Celebrating MLK and Expanding the Circle of Amity: An Interview with Dr. William “Smitty” H. Smith

The main statue in the Martin Luther King, Jr. Memorial, Washington, DC.

Dr. William “Smitty” H. Smith is the founding executive director of the National Center for Race Amity based at Wheelock College in Boston, Massachusetts, which develops forums and initiatives to advance cross-racial and cross-cultural amity that impact the public discourse on race. Dr. Smith has received awards from numerous organizations including the National Education Association, International Academy of Communications Arts and Sciences, the National Association for Black Veterans, and the Black Filmmakers Hall of Fame.

THEHUMANIST.COM: The U.S. landscape is dotted with divides. Political, racial, religious, economic, and gender divides all hinder our flourishing as a society. What do you see as the key to bridging our divides? What role can humanism play?

William H. “Smitty” Smith: One of the keys to bridging the divides that exist in the world is to look at the one thing that is common to all the divisions: the lack of interaction on a person-to-person level, a lack of personal relationships. At the National Center for Race at Wheelock College we focus on bridging the racial divide and so this is an area that I am comfortable addressing. Race relations in America will not substantially improve unless the public discourse on race moves beyond the blame/grievance/rejection framework to one that recognizes and celebrates our ability to overcome racial prejudice through association, amity, and collaboration.

While the tradition of racial oppression was unfolding during our nation’s history, a parallel tradition, largely hidden and poorly understood, was demonstrating some of the most positive qualities to be found in American history. This “other tradition” of close collaboration, amity, and love has served as the moral and spiritual counterweight to the dominant tradition of racism that occupies so much of our national history. The other tradition offers a new entry point for the public discourse on race. Race amity is the mission of our actions and work at the National Center for Race Amity. Humanists are encouraged to investigate this thesis and integrate the perspective in their engagement of discourse and activism to advance access and equity. The optimism for the power of the other tradition of race amity rests in a two-fold observation: one history, and, two, that in human relationships the most cherished are family, followed by friends. Friendship involves love, understanding, forgiveness, unimpeachable loyalty, and, at times, sacrifice. It is these qualities that amity embodies which are the tools needed to overcome the seemingly insurmountable challenges in the racial divide.

**Data**

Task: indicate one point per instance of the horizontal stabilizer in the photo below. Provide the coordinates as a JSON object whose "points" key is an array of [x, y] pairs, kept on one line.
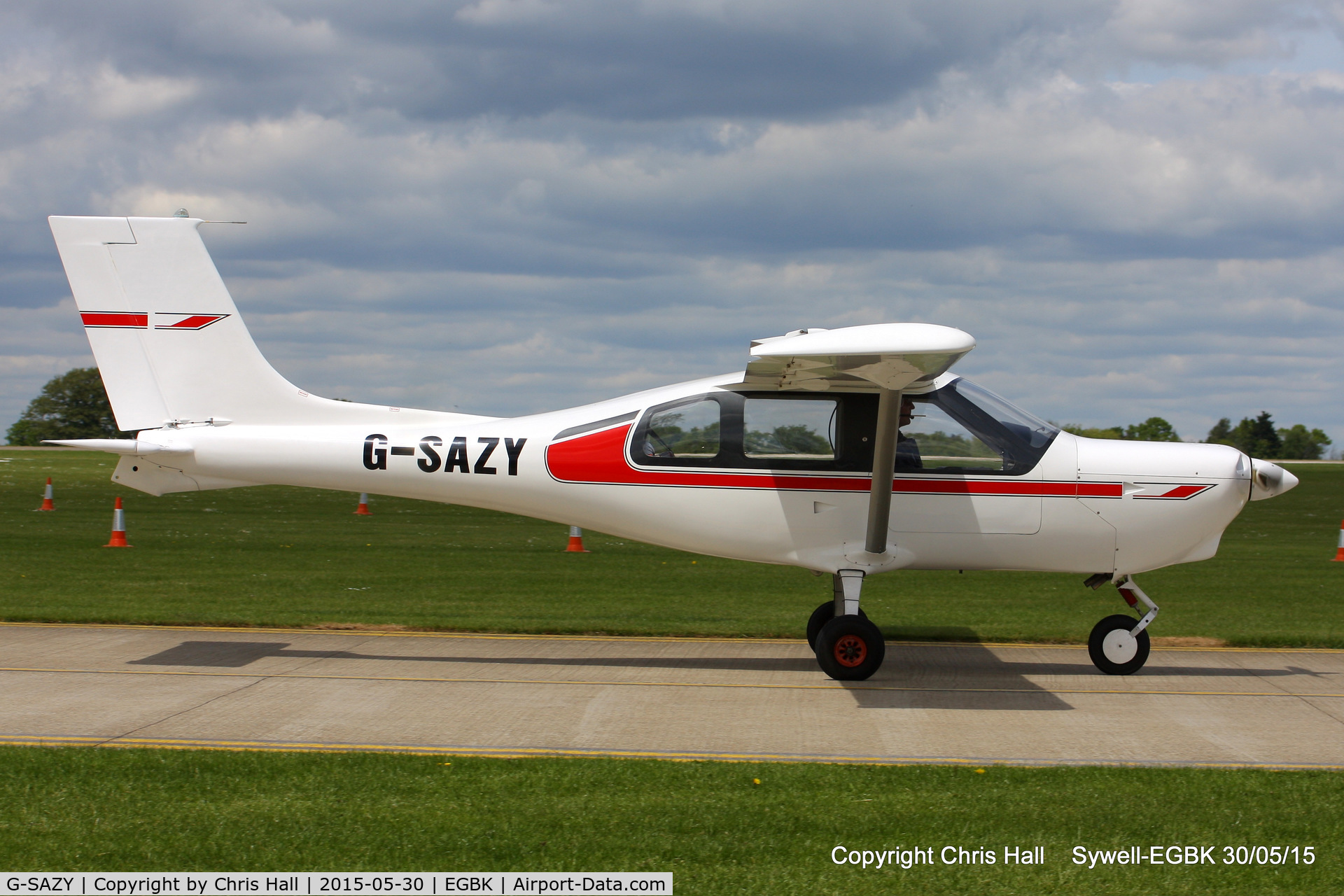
{"points": [[890, 356], [121, 447]]}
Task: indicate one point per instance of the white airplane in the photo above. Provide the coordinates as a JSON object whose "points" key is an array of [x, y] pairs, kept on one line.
{"points": [[772, 465]]}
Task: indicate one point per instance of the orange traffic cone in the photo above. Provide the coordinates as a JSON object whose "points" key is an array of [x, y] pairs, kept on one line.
{"points": [[118, 528], [577, 542]]}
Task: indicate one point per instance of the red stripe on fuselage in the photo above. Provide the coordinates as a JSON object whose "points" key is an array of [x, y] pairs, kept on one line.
{"points": [[1179, 492], [600, 458], [134, 320]]}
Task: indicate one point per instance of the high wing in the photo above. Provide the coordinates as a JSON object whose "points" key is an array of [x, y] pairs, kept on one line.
{"points": [[889, 356]]}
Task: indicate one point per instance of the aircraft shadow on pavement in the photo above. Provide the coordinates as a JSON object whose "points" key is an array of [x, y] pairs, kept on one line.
{"points": [[932, 676]]}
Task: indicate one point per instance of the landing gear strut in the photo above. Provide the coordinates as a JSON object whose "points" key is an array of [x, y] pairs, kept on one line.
{"points": [[1119, 645], [847, 645]]}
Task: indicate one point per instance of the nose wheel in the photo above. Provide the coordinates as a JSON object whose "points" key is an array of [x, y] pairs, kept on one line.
{"points": [[1114, 649], [1119, 645]]}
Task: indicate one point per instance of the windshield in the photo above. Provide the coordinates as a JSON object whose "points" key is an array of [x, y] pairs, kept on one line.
{"points": [[1030, 429]]}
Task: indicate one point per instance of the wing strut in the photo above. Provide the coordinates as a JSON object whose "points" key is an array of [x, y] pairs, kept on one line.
{"points": [[883, 470]]}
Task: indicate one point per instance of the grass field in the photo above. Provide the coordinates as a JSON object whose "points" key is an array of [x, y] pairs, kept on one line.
{"points": [[281, 556], [707, 822]]}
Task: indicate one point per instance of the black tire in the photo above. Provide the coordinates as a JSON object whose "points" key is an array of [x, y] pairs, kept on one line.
{"points": [[822, 615], [850, 648], [1117, 657]]}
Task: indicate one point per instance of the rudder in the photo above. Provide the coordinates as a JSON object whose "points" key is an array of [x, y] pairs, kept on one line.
{"points": [[164, 331]]}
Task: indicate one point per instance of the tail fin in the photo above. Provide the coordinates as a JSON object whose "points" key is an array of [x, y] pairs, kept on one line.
{"points": [[166, 333]]}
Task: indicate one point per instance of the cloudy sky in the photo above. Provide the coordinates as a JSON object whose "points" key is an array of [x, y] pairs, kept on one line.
{"points": [[508, 206]]}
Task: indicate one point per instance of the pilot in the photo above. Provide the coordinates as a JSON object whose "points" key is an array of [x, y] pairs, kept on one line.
{"points": [[907, 450]]}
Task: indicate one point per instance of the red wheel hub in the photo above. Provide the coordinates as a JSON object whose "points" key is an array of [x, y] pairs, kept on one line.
{"points": [[851, 650]]}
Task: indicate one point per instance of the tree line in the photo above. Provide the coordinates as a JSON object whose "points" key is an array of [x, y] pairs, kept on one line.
{"points": [[1254, 435]]}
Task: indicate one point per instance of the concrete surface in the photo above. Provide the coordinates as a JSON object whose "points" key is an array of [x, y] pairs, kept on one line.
{"points": [[672, 697]]}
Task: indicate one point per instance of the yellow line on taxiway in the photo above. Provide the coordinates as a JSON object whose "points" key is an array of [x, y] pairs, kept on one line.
{"points": [[543, 752]]}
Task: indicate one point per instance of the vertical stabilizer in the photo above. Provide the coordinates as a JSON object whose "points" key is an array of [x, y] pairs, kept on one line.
{"points": [[166, 333]]}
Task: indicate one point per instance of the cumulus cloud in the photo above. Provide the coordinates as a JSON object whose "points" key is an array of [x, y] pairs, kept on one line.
{"points": [[504, 206]]}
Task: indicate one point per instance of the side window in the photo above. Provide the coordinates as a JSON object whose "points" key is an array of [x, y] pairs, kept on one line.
{"points": [[683, 431], [790, 429], [933, 441]]}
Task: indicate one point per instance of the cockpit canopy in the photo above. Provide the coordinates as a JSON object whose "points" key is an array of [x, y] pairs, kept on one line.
{"points": [[956, 429]]}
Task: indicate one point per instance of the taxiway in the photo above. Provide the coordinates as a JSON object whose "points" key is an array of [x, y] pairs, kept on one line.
{"points": [[660, 697]]}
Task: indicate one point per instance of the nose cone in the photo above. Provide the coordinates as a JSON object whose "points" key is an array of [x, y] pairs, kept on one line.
{"points": [[1269, 480]]}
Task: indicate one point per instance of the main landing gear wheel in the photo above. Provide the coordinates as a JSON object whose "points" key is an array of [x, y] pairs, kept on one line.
{"points": [[822, 615], [850, 648], [1114, 650]]}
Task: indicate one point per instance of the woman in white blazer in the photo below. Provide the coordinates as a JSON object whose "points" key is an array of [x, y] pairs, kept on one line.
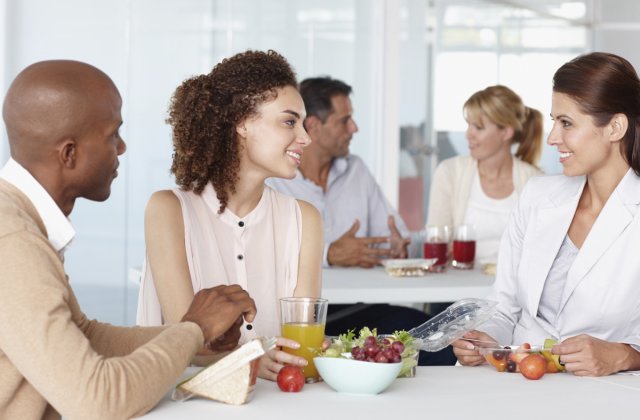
{"points": [[569, 263]]}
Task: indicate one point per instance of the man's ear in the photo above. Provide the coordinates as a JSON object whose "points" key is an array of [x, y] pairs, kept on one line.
{"points": [[618, 127], [68, 153]]}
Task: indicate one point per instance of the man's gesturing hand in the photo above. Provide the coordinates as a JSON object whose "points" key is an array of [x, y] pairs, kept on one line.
{"points": [[398, 243], [219, 312], [349, 251]]}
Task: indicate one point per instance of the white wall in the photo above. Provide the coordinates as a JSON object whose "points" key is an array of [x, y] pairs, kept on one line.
{"points": [[148, 47], [617, 28]]}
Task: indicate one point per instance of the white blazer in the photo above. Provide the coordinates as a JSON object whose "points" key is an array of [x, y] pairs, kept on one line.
{"points": [[602, 293]]}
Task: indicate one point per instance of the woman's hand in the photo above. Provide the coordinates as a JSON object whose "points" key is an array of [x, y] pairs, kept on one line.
{"points": [[275, 359], [467, 352], [584, 355]]}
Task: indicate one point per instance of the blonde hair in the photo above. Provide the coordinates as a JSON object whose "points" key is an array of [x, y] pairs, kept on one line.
{"points": [[505, 108]]}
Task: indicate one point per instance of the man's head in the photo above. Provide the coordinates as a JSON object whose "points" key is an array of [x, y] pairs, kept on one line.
{"points": [[329, 119], [63, 119]]}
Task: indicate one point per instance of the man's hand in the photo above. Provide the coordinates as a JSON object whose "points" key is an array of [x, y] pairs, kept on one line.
{"points": [[398, 243], [467, 352], [219, 312], [349, 251], [588, 356]]}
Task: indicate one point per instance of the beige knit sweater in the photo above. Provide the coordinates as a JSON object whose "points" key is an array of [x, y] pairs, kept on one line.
{"points": [[52, 358]]}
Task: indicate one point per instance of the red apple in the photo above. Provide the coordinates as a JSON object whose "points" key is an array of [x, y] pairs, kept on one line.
{"points": [[290, 379], [533, 366]]}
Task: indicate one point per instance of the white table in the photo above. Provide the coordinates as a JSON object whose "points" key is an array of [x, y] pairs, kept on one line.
{"points": [[374, 285], [435, 393]]}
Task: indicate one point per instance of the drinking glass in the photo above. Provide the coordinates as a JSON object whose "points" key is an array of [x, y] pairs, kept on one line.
{"points": [[303, 320], [436, 243], [464, 247]]}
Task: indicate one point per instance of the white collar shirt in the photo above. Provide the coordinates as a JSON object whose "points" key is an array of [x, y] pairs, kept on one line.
{"points": [[60, 232], [352, 193]]}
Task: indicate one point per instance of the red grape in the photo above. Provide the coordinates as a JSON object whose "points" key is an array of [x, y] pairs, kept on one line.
{"points": [[397, 346]]}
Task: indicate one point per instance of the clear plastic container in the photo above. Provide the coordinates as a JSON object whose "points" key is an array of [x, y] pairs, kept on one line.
{"points": [[412, 267], [454, 322]]}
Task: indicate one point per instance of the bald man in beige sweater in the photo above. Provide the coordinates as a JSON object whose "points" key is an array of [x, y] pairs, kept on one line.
{"points": [[62, 120]]}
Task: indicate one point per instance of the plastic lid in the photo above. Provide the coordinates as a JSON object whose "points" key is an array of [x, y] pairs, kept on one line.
{"points": [[454, 322]]}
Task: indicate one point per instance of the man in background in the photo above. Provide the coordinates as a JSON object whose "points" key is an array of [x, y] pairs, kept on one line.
{"points": [[63, 120], [360, 225]]}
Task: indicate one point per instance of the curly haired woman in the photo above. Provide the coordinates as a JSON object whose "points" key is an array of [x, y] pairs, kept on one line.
{"points": [[232, 129]]}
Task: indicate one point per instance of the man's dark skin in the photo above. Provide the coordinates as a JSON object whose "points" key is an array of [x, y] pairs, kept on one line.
{"points": [[63, 119]]}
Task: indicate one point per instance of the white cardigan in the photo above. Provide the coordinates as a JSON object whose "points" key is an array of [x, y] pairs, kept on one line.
{"points": [[602, 293], [451, 186]]}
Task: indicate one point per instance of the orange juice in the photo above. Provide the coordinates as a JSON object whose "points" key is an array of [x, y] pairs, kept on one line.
{"points": [[310, 337]]}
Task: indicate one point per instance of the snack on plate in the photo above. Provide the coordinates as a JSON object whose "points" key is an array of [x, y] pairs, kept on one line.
{"points": [[408, 267], [368, 346], [229, 380], [532, 362]]}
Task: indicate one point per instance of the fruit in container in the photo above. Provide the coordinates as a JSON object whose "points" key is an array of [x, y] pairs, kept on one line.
{"points": [[368, 346]]}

**Given task A**
After the rows, decide whether each statement agrees with the interview with Dr. Smith on race amity, answering yes or no and quoting the deciding words: (i) The National Center for Race Amity is based at Wheelock College in Boston. (ii) Smith says friends are the most cherished of human relationships. (iii) Smith calls the other tradition of amity well known and widely understood.
**Given task B**
Carry the interview with Dr. Smith on race amity forward from its final sentence, the one ending "the racial divide."

**Written reply A**
(i) Yes: "based at Wheelock College in Boston, Massachusetts"
(ii) No: "in human relationships the most cherished are family, followed by friends"
(iii) No: "a parallel tradition, largely hidden and poorly understood"

**Written reply B**
THEHUMANIST.COM: Today we’re celebrating Martin Luther King Jr. who once said, “Nonviolence means avoiding not only external physical violence but also internal violence of spirit. You not only refuse to shoot a man, but you refuse to hate him.” How can we overcome ideological differences that produce internal hate?

Smith: It is for humanist and their allies to expand the circle of amity to those of dissimilar persuasion. This requires courage to move outside familiarity and in earnest make efforts to contact and associate, perhaps around some common point of understanding, and work to establish and cultivate friendship. Personally, I have found many times that events and activities related to patriotism are a common connection with people who are on distant poles from me on social and fiscal issues. Over a period of time we have come to have a reciprocal appreciation of each other, which has the potential for real friendship. A person that was quite adept at building relationships using this model was Senator Ted Kennedy.

THEHUMANIST.COM: The millions of people who marched on January 11 in solidarity with slain journalists and citizens in France was a great example of unity and a nonviolent protest of extremism. What do you think King would say in reaction to the kinds of violent protest we see around the world on a daily basis, from the murder of New York policemen to the massacre of French cartoonists?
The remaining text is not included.